List every email address that appears in the mailing-list post below.

* TEXT PASSAGE *
§ §
[DRBD-user] Documentation download & another DRBD question

Jake Smith jsmith at argotec.com
Fri Feb 17 18:03:20 CET 2012

Note: "permalinks" may not be as permanent as we would like,
direct links of old sources may well be a few messages off.


----- Original Message -----
> From: "Brian O Mahony" <brian.omahony at curamsoftware.com>
> To: "Digimer" <linux at alteeve.com>
> Cc: drbd-user at lists.linbit.com
> Sent: Friday, February 17, 2012 11:42:46 AM
> Subject: Re: [DRBD-user] Documentation download & another DRBD question
> 
> (Apologies for top posting - working off a different laptop as I
> broke mine this morning, and outlook is a pain)
> 
> Jake/Maurits/Digimer, Thanks for the replies.
> 
> Jake/Digimer:
> > What it sounds like you need is LVM's snapshotting capability. DRBD
> > is designed to be a block-level replication tool, not a backup
> > tool per-se.
> We need to back up individual folders, some of which are 80+ GB. I
> don't think a snapshot allows me to do this?
§ §
* SUPPLIED ENTRIES *
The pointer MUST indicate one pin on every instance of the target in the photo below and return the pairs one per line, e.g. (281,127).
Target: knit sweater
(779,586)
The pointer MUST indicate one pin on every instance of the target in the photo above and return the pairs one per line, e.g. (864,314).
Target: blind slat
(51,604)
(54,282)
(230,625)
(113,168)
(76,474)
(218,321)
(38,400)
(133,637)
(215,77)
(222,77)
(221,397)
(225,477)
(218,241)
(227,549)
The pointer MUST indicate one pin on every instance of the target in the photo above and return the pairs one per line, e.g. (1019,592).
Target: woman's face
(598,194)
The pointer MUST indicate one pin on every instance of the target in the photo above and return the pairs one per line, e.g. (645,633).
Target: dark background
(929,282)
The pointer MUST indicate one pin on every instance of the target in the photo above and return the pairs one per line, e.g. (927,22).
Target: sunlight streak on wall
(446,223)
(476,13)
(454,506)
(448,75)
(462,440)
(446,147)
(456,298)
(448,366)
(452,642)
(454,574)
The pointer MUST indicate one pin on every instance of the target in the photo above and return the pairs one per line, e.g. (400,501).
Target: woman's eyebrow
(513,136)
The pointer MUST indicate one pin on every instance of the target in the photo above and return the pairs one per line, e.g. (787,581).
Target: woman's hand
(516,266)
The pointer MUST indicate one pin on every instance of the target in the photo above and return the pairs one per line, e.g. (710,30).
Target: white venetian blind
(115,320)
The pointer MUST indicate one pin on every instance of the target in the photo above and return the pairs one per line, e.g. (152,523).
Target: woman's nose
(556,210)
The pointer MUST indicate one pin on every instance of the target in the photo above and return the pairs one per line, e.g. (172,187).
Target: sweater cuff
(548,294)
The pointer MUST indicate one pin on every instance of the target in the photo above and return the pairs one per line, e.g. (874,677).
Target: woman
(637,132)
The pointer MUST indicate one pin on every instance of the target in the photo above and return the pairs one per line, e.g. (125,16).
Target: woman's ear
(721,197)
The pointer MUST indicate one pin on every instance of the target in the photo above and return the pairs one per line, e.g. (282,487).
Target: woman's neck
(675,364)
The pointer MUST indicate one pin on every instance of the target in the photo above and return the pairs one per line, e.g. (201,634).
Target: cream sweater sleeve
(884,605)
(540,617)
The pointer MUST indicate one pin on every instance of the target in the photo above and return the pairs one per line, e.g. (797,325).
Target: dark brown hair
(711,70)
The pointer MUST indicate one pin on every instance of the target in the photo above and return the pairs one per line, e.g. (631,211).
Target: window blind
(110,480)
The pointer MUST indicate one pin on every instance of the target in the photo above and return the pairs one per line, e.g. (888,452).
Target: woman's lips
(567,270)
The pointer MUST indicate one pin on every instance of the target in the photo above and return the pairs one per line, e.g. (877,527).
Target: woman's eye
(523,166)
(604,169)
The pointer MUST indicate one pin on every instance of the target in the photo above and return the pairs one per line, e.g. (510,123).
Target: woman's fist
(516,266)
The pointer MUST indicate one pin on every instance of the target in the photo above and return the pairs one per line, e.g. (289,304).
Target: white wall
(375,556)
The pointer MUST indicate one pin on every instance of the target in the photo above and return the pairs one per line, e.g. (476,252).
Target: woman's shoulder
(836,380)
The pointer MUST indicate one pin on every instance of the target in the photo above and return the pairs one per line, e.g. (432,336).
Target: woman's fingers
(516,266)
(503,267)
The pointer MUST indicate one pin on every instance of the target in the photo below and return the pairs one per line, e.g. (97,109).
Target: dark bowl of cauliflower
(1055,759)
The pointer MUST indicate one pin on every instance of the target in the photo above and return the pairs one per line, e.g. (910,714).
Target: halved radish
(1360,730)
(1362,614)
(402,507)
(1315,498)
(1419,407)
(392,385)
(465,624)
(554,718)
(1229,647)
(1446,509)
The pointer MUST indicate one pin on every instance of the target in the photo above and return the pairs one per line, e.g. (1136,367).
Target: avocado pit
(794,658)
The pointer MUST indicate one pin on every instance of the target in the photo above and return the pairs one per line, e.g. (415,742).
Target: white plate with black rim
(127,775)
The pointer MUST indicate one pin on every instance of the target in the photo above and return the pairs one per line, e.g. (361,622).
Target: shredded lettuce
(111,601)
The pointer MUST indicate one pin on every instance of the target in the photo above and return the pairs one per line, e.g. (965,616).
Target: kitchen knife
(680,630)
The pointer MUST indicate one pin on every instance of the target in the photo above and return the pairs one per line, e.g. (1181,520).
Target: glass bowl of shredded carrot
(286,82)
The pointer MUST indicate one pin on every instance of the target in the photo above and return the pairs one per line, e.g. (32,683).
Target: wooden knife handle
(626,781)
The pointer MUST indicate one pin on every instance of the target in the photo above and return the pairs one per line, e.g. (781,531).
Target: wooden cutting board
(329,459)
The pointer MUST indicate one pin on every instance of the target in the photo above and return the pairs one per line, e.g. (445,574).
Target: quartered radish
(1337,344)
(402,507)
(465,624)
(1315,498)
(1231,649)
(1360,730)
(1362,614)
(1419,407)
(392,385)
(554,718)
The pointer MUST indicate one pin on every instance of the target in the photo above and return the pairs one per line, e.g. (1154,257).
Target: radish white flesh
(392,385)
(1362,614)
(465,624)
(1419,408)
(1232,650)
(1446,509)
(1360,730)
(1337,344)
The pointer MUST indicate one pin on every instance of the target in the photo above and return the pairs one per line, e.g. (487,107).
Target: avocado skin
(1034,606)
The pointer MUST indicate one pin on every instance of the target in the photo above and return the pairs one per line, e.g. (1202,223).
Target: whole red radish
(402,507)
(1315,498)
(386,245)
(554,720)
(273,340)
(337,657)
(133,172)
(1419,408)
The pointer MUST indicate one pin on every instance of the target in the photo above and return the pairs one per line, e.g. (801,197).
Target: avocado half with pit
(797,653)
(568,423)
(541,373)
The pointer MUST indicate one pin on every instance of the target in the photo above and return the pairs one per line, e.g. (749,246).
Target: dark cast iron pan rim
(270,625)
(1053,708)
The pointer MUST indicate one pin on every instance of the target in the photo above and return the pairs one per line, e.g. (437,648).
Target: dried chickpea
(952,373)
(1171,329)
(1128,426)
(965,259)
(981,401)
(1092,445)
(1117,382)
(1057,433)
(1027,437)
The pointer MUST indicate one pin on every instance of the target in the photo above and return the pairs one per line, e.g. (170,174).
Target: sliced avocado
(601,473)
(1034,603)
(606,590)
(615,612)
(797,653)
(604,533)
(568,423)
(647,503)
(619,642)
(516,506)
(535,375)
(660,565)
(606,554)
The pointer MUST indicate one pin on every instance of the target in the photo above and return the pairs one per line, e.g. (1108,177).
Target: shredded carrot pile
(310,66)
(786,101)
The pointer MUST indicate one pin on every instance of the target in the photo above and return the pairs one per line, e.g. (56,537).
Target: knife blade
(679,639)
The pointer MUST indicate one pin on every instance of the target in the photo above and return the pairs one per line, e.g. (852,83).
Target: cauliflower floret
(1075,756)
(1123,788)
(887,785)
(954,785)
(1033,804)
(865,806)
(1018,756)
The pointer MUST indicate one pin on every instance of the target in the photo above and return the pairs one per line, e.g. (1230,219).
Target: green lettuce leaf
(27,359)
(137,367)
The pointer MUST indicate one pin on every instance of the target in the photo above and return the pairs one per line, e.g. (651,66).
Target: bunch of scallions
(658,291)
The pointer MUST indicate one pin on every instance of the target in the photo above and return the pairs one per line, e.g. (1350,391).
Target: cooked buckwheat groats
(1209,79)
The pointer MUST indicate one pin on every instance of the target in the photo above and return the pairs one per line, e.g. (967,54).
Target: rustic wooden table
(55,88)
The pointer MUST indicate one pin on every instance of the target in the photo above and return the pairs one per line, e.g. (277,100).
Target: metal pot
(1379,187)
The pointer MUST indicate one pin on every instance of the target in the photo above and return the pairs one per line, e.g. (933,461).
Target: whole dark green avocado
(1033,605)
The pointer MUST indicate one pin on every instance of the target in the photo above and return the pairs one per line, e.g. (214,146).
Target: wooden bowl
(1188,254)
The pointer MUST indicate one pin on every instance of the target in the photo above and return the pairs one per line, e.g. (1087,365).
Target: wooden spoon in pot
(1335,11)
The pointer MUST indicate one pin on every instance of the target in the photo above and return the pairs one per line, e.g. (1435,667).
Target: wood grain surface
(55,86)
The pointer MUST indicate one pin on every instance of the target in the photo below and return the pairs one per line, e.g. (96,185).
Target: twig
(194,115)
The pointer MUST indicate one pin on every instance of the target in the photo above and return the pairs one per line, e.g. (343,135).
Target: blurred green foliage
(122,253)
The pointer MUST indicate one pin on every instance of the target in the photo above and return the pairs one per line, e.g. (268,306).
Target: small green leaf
§ §
* EXERCISE OUTPUT *
jsmith at argotec.com
brian.omahony at curamsoftware.com
linux at alteeve.com
drbd-user at lists.linbit.com